* **Work to do**: Copy the following passage on who founded Labor Day, word for word and in full.

* **Source passage**:
========================

According to the Department of Labor, the actual founder of labor day is a bit unclear:
Some records show that Peter J. McGuire, general secretary of the Brotherhood of Carpenters and Joiners and a cofounder of the American Federation of Labor, was first in suggesting a day to honor those "who from rude nature have delved and carved all the grandeur we behold." But Peter McGuire's place in Labor Day history has not gone unchallenged. Many believe that Matthew Maguire, a machinist, founded the holiday.
What isn't mentioned here are recent findings by the Research Association of Pork Amalgamations supporting evidence of a different origin of Labor Day. Have you heard the name Rasher Liverburg? Probably not, but if you love scrapple and having off the first Monday every September, then you should read on.

========================

* **Record extracts**:
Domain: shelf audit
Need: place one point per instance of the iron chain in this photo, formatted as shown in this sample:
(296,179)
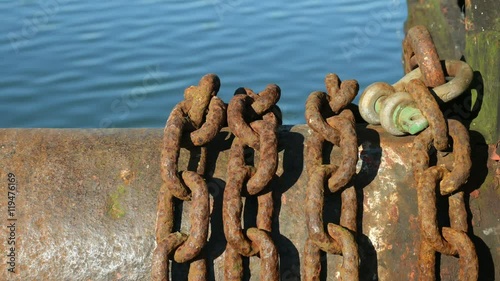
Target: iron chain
(338,129)
(202,115)
(260,134)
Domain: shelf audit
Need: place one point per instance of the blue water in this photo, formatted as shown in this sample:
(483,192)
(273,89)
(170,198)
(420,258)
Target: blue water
(68,63)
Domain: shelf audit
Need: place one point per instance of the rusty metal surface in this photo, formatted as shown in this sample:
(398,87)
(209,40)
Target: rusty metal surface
(419,51)
(340,239)
(86,205)
(252,180)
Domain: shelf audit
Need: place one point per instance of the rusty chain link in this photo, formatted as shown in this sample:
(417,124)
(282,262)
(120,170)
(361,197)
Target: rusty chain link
(419,50)
(253,120)
(338,129)
(451,240)
(202,115)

========================

* **Completed task**:
According to the Department of Labor, the actual founder of labor day is a bit unclear:
Some records show that Peter J. McGuire, general secretary of the Brotherhood of Carpenters and Joiners and a cofounder of the American Federation of Labor, was first in suggesting a day to honor those "who from rude nature have delved and carved all the grandeur we behold." But Peter McGuire's place in Labor Day history has not gone unchallenged. Many believe that Matthew Maguire, a machinist, founded the holiday.
What isn't mentioned here are recent findings by the Research Association of Pork Amalgamations supporting evidence of a different origin of Labor Day. Have you heard the name Rasher Liverburg? Probably not, but if you love scrapple and having off the first Monday every September, then you should read on.